Text to read:
==*==

Cafe at the Ridge Gardens, Part 2

Lots of creativity in the gardens at the Ridge.

Displays on the long porch outside the Cafe include this old wash tub with an interesting mixture of succulents.

Not sure what the original purpose of this long wooden container was.  Looks old.  Anyone know?

Not a big fan of pink flamingos in the yard, especially in Texas.  But these glass ones are classier than the plastic ones usually seen.

Drawing a blank on this flower identification.  Anyone?

The gift shop was originally built as a storage building.

The gift shop displays some of its wares on the porch.  Cute chubby bumble bee.

Another building contains potting soils, fertilizers, etc.  I’ve been trying to figure out what the sign was painted on.  Looks like a hood but is tapered too much – maybe a race car.

Even a pile of rocks (which Central Texas has plenty of) can be spruced up.

==*==

Location labeling records:
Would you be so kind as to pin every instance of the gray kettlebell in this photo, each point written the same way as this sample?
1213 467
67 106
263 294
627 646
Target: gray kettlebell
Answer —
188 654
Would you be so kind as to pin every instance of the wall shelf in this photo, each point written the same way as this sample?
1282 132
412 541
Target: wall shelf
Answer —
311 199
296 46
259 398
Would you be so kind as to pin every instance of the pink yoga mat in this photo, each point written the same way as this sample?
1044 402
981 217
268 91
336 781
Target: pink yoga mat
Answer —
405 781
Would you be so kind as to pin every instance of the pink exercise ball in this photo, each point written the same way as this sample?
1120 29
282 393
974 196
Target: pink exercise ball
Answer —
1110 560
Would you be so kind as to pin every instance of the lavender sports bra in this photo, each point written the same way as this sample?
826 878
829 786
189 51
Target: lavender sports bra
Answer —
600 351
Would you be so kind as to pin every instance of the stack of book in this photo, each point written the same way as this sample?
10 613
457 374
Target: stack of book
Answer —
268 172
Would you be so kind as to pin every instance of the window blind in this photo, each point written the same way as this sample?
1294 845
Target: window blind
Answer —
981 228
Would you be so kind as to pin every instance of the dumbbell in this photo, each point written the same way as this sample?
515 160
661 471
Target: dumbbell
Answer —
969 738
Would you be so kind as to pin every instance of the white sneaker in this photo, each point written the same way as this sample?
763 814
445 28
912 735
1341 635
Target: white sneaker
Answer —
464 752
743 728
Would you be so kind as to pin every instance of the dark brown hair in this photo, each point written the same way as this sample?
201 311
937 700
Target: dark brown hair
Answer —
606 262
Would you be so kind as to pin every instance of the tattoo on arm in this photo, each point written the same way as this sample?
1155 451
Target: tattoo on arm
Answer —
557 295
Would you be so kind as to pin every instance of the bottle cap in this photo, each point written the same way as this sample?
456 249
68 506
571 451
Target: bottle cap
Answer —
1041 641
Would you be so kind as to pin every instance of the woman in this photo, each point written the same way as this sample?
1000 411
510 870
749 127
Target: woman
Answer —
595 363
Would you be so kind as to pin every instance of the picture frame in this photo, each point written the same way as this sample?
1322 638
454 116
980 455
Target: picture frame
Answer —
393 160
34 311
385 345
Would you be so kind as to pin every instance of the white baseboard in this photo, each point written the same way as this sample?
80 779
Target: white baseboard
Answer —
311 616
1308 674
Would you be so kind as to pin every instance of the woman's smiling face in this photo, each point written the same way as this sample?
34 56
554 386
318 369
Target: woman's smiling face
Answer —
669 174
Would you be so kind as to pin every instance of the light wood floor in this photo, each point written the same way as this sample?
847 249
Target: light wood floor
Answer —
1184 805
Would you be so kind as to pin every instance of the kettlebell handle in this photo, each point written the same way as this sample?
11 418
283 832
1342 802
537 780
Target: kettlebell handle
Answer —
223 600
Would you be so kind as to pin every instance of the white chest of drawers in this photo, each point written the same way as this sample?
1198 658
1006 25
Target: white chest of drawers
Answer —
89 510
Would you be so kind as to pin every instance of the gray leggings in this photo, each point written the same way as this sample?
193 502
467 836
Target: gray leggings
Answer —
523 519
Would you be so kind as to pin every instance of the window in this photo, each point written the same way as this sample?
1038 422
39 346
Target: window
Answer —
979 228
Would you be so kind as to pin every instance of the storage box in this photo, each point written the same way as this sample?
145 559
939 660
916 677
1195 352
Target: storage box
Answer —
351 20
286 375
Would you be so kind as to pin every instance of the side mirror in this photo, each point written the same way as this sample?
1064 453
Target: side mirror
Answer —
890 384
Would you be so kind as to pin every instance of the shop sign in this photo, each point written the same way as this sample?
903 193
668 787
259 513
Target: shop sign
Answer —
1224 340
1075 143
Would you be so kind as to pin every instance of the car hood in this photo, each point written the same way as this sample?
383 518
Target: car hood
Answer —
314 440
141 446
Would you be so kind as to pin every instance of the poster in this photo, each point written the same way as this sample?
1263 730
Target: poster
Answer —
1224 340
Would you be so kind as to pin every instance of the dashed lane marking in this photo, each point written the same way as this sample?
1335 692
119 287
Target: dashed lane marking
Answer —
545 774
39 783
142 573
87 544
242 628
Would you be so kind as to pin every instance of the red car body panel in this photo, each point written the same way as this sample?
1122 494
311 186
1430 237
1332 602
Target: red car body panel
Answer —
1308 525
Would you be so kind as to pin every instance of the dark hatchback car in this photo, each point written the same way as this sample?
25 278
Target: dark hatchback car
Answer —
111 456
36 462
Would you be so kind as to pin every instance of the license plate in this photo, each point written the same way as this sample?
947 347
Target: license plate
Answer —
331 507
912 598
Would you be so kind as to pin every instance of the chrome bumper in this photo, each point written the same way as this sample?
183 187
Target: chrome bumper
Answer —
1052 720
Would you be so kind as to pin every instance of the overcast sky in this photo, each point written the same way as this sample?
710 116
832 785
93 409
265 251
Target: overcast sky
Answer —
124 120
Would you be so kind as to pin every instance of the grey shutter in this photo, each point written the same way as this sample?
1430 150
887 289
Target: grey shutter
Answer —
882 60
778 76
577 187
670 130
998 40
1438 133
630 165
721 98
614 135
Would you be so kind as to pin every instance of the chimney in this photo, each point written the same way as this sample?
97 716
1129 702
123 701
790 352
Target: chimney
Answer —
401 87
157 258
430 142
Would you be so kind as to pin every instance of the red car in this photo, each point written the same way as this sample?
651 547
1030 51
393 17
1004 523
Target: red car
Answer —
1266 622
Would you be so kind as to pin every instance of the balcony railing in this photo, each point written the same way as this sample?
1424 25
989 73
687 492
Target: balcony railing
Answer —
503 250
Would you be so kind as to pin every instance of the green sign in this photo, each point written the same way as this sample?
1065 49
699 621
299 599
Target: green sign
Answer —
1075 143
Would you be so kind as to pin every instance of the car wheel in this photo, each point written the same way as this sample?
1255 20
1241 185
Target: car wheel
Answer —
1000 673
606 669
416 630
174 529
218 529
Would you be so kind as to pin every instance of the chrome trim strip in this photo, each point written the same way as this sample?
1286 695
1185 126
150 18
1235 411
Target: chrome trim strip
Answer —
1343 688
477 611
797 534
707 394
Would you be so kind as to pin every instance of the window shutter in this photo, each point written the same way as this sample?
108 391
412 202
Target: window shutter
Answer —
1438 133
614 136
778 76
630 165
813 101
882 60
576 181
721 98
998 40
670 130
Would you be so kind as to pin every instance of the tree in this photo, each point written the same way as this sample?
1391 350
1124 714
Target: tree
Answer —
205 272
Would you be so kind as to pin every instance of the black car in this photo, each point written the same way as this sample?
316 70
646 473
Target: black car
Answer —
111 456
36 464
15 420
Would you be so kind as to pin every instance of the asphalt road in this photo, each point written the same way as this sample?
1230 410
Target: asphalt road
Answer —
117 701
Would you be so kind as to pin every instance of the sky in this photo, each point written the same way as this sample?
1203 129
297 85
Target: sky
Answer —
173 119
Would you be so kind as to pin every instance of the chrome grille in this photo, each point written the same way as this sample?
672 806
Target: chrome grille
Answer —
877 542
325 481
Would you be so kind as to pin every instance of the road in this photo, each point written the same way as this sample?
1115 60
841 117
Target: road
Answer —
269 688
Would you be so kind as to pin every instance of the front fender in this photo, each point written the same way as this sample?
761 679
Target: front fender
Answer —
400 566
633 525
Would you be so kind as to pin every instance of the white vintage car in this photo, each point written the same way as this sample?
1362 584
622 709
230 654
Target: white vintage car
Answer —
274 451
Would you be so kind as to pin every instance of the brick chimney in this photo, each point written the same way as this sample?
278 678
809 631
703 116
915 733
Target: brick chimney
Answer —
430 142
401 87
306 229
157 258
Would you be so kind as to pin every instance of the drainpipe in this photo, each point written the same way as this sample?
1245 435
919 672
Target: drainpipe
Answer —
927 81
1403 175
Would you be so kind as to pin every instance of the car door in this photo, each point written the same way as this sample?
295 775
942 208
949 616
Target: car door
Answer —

==*==

Exercise requirements:
[a] According to the text about the cafe gardens at the Ridge, what was the gift shop originally built as?
[b] Rewrite the location labeling records from the line with "of the brick" up to and including the last line of the records, substituting "rain gutter" for "drainpipe" and leaving everything else unchanged.

Answer set:
[a] A storage building.

[b]
Would you be so kind as to pin every instance of the brick chimney in this photo, each point written the same way as this sample?
278 678
809 631
703 116
915 733
Target: brick chimney
Answer —
430 142
401 87
306 229
157 258
Would you be so kind as to pin every instance of the rain gutter in this photo, each point written the same way as this sample?
1245 435
919 672
Target: rain gutter
Answer —
927 81
1403 175
Would you be so kind as to pin every instance of the car door in this photo, each point written the same way as this sample?
295 775
942 208
949 616
Target: car door
Answer —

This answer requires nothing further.